SHORT PROBLEM 1
From the abstract on adaptive multiresolution for reaction-diffusion systems, list the techniques on which the new solver's strategy is stated to be based.

SELECTED EXCERPT
━━━━

Task-based adaptive multiresolution for time-space multi-scale reaction-diffusion systems on multi-core architectures
The SMAI Journal of computational mathematics, Volume 3 (2017), pp. 29-51.

A new solver featuring time-space adaptation and error control has been recently introduced to tackle the numerical solution of stiff reaction-diffusion systems. Based on operator splitting, finite volume adaptive multiresolution and high order time integrators with specific stability properties for each operator, this strategy yields high computational efficiency for large multidimensional computations on standard architectures such as powerful workstations. However, the data structure of the original implementation, based on trees of pointers, provides limited opportunities for efficiency enhancements, while posing serious challenges in terms of parallel programming and load balancing. The present contribution proposes a new implementation of the whole set of numerical methods including Radau5 and ROCK4, relying on a fully different data structure together with the use of a specific library, TBB, for shared-memory, task-based parallelism with work-stealing. The performance of our implementation is assessed in a series of test-cases of increasing difficulty in two and three dimensions on multi-core and many-core architectures, demonstrating high scalability.

━━━━

EXCERPTED RECORDS
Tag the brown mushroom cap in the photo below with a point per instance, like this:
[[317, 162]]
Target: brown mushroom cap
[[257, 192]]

━━━━

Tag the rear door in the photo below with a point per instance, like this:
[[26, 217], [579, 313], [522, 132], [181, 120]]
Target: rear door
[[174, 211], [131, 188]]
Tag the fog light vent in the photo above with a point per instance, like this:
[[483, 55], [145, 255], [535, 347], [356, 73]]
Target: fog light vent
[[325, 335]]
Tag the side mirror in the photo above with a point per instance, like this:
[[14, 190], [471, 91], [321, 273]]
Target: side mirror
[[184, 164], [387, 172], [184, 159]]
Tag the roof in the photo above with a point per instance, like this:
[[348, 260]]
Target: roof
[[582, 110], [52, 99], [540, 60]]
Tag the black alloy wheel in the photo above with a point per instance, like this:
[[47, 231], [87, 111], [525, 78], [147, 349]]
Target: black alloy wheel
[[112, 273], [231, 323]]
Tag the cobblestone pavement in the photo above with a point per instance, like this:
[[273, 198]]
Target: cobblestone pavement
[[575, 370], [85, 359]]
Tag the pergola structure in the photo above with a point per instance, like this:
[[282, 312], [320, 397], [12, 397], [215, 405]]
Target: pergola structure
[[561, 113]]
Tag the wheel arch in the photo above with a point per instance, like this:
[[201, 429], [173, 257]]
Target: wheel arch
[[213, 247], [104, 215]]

━━━━

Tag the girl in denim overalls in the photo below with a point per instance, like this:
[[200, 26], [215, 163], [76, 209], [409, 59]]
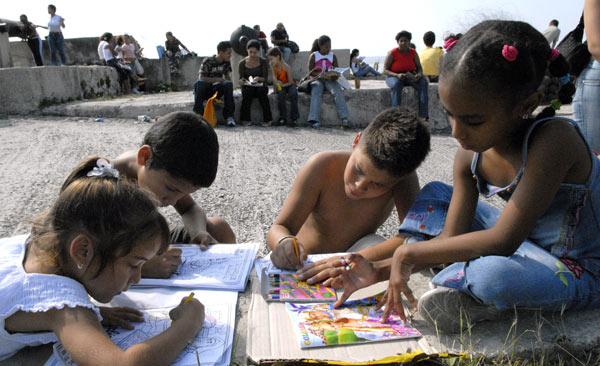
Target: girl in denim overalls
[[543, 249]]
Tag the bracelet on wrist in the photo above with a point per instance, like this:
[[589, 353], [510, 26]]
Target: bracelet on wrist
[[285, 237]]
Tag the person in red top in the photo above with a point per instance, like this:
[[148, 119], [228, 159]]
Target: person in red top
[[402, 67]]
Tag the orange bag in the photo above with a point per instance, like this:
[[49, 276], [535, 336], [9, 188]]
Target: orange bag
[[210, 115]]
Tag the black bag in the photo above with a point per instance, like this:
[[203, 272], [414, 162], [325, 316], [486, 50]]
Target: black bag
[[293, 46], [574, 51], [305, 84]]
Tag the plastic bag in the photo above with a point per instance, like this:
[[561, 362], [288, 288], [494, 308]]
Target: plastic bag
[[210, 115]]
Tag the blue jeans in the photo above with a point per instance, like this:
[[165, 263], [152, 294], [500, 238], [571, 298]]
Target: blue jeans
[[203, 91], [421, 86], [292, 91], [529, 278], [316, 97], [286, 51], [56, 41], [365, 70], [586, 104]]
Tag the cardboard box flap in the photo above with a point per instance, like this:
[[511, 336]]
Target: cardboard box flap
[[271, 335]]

━━━━

SHORT PROBLEM 2
Reproduce the lines of the listing between the line holding "Tag the blue" and the line holding "[[271, 335]]", inclusive.

RIGHT ANSWER 1
- Operator splitting
- Finite volume adaptive multiresolution
- High order time integrators with specific stability properties for each operator

RIGHT ANSWER 2
Tag the blue jeans in the photo above with a point per instance, like this:
[[165, 263], [152, 294], [500, 238], [571, 298]]
Target: blue jeans
[[203, 91], [421, 86], [292, 91], [529, 278], [316, 97], [286, 51], [56, 41], [365, 70], [586, 104]]
Tag the cardboard box flap in the photo above with a point per instance, like this:
[[511, 336]]
Target: cardboard box flap
[[271, 335]]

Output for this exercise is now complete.